Work required:
Copy all the lines of the data that include the word "trim".

[[ Information provided open ]]

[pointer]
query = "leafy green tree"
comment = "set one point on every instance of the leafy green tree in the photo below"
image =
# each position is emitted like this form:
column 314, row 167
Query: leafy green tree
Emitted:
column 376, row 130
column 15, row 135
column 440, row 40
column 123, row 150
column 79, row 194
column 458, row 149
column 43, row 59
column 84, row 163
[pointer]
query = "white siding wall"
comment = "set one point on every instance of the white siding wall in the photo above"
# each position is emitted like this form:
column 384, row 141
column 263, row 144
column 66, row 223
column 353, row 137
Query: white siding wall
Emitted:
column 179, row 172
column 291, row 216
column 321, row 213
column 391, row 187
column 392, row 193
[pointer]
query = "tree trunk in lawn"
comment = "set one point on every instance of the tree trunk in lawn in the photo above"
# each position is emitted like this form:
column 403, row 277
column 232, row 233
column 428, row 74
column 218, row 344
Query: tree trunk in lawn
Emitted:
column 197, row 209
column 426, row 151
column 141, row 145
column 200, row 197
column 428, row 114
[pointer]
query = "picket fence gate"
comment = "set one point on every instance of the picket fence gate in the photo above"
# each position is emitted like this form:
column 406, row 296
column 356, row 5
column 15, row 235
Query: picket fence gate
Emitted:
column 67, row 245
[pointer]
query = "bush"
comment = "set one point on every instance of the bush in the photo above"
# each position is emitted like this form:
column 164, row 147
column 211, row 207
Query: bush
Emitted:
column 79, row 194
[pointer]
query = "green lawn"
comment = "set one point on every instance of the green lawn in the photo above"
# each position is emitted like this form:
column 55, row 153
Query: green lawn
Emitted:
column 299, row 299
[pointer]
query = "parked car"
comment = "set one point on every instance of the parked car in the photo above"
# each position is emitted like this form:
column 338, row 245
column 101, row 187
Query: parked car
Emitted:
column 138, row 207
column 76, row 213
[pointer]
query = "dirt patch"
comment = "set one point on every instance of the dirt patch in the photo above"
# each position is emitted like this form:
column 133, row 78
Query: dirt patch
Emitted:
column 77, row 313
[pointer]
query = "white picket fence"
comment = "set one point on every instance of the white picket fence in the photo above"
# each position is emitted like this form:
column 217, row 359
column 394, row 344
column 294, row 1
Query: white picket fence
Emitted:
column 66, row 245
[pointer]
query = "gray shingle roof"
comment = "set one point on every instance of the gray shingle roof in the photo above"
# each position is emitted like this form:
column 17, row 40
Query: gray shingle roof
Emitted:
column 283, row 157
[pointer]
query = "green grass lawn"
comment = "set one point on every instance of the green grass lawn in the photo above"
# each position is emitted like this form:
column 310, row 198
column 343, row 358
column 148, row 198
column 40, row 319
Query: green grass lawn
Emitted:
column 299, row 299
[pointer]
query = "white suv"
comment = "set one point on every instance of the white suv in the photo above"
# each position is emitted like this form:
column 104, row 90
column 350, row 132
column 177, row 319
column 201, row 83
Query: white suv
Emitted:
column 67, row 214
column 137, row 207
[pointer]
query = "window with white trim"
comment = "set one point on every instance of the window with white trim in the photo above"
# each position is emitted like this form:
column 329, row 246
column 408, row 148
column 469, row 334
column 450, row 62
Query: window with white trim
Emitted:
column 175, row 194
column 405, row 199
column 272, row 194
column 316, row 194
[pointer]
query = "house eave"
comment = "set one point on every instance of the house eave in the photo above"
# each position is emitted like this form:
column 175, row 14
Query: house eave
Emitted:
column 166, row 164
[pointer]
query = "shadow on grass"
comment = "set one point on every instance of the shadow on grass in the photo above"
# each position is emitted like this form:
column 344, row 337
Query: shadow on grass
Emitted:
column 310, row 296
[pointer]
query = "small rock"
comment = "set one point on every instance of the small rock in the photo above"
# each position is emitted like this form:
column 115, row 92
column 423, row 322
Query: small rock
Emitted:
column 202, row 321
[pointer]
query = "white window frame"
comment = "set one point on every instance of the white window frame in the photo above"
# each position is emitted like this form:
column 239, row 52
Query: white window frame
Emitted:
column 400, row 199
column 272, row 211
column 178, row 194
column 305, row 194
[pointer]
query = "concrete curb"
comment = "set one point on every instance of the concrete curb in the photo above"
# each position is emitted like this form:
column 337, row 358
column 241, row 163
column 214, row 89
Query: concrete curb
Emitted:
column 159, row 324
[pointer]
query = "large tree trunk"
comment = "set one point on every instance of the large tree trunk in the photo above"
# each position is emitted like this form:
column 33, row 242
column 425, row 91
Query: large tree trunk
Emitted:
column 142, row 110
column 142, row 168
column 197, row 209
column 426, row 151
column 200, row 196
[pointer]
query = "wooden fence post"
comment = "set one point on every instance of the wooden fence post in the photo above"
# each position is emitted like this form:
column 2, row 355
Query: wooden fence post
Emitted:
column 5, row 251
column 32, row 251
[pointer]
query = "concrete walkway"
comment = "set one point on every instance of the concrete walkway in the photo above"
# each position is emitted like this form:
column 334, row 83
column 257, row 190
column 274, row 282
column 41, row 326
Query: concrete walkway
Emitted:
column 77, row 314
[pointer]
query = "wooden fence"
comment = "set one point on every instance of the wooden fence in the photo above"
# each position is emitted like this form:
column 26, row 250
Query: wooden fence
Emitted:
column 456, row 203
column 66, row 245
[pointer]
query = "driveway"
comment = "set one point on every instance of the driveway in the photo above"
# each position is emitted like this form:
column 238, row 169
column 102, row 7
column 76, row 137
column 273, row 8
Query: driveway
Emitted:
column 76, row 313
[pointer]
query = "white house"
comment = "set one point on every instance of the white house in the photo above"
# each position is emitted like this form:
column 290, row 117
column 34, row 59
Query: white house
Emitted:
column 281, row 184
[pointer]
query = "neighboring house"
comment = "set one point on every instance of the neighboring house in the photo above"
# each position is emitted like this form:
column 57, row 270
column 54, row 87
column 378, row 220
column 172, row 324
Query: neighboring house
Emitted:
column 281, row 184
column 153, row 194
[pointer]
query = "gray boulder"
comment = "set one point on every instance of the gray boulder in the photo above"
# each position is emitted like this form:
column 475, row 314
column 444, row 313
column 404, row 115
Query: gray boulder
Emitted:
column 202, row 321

[[ Information provided closed ]]

Exercise output:
query = "window with white trim"
comment = "set one point on every instance of the window with white trim in the photo above"
Query: window with white trim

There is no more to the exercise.